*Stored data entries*
--------------------------------
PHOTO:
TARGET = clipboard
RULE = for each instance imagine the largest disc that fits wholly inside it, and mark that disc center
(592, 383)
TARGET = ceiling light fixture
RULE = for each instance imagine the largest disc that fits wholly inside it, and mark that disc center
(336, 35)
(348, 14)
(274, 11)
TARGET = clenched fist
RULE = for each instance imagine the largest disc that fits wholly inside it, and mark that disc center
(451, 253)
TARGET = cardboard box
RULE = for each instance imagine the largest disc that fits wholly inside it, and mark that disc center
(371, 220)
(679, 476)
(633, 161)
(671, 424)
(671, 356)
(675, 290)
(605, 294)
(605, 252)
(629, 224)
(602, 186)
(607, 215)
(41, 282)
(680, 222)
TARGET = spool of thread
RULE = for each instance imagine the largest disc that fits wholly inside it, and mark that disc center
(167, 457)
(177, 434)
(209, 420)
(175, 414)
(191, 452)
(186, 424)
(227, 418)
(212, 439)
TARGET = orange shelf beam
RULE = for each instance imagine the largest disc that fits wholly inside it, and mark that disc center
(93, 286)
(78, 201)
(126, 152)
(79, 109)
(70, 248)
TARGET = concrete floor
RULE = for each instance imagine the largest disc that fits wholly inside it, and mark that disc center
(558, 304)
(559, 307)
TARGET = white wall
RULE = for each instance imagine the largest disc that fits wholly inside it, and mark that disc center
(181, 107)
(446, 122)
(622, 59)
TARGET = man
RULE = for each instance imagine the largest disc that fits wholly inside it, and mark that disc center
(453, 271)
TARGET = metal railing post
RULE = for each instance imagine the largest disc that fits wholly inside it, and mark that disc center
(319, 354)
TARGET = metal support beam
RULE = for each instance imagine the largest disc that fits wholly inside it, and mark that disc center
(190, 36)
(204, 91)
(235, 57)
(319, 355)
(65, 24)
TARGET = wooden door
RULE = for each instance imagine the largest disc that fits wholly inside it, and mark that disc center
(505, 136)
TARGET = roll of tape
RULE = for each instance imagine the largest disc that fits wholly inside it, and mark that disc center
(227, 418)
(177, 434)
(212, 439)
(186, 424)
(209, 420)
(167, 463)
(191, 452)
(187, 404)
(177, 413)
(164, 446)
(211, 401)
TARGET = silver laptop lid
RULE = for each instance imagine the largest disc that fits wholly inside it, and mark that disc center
--------------------------------
*What the task requires*
Would you please reproduce the records above exactly, only from their first line through the line holding "TARGET = clenched fist", with both ends included?

*Answer for this exercise*
PHOTO:
TARGET = clipboard
RULE = for each instance imagine the largest disc that fits wholly inside it, and mark that disc center
(592, 383)
TARGET = ceiling light fixture
RULE = for each instance imagine the largest disc that fits wholly inside it, and mark that disc center
(336, 35)
(348, 14)
(274, 11)
TARGET = clenched fist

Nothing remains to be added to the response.